◆ TASK DESCRIPTION
Render every line of the data below as a Markdown table with two columns, Row and Line. Number the rows in order and leave out blank lines.

━━ RECORDS SUPPLIED

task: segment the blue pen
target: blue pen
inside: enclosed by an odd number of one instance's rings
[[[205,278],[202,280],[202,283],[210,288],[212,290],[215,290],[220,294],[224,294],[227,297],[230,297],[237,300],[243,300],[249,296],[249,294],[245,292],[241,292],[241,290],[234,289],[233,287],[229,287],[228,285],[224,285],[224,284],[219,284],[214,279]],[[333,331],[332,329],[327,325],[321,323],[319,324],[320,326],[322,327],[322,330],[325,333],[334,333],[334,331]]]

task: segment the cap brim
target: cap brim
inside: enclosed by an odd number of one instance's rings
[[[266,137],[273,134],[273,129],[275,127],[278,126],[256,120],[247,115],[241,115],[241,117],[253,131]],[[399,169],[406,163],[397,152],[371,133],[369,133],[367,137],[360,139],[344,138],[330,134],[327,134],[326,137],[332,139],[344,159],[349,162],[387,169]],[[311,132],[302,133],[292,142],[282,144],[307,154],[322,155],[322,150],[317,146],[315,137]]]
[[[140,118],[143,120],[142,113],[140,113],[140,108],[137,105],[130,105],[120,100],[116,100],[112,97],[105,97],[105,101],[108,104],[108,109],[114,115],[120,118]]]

━━━━

◆ EXERCISE ANSWER
| Row | Line |
|---|---|
| 1 | task: segment the blue pen |
| 2 | target: blue pen |
| 3 | inside: enclosed by an odd number of one instance's rings |
| 4 | [[[205,278],[202,280],[202,283],[210,288],[212,290],[215,290],[220,294],[224,294],[227,297],[230,297],[237,300],[243,300],[249,296],[249,294],[245,292],[241,292],[241,290],[234,289],[233,287],[229,287],[228,285],[224,285],[224,284],[219,284],[214,279]],[[333,331],[332,329],[327,325],[321,323],[319,324],[320,326],[322,327],[322,330],[325,333],[334,333],[334,331]]] |
| 5 | task: segment the cap brim |
| 6 | target: cap brim |
| 7 | inside: enclosed by an odd number of one instance's rings |
| 8 | [[[266,137],[273,134],[273,129],[275,127],[278,126],[256,120],[247,115],[241,115],[241,117],[253,131]],[[399,169],[406,163],[397,152],[371,133],[369,133],[367,137],[360,139],[344,138],[330,134],[327,134],[326,137],[332,139],[344,159],[349,162],[387,169]],[[311,132],[302,133],[292,142],[282,144],[307,154],[322,155],[322,150],[317,146],[315,137]]] |
| 9 | [[[140,118],[143,120],[142,113],[140,113],[140,108],[137,105],[130,105],[120,100],[116,100],[112,97],[105,97],[105,101],[108,104],[108,109],[114,115],[120,118]]] |